Work to be completed = Without the images, print all the entries below exactly as given.

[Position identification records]
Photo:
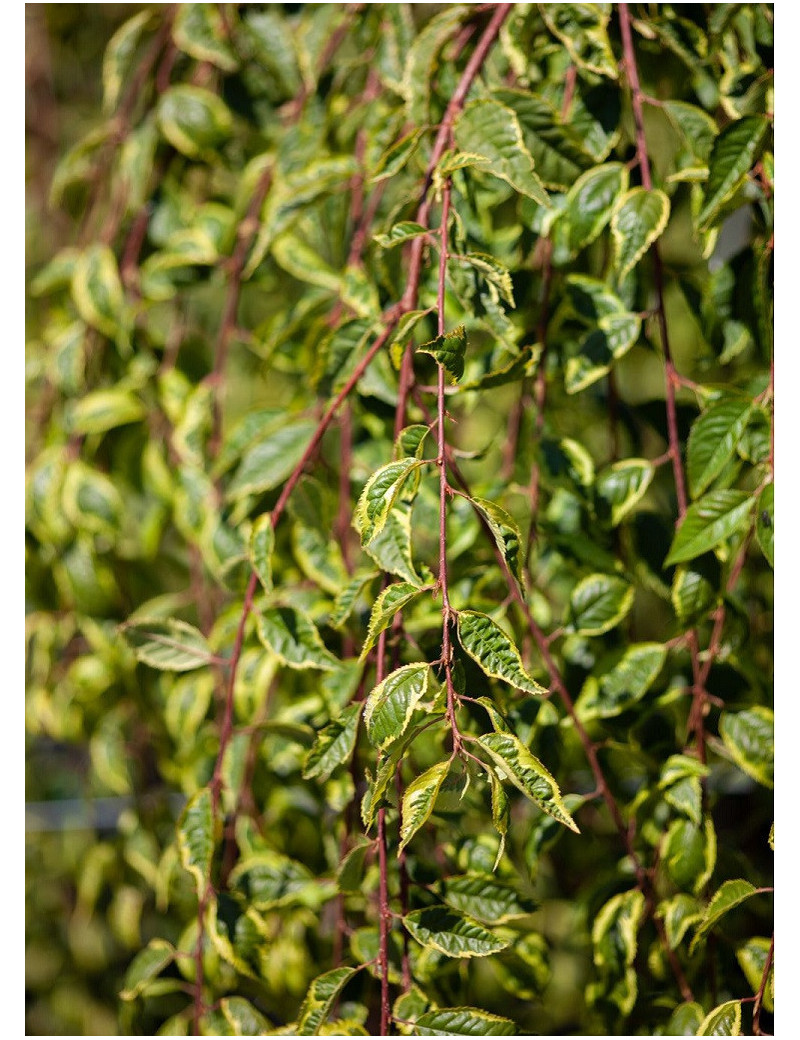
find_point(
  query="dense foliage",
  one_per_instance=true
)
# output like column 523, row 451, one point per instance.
column 400, row 526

Solved problem =
Photo:
find_point(
  query="dense foliage",
  one_per_instance=true
)
# output like column 523, row 451, one point per instance.
column 400, row 526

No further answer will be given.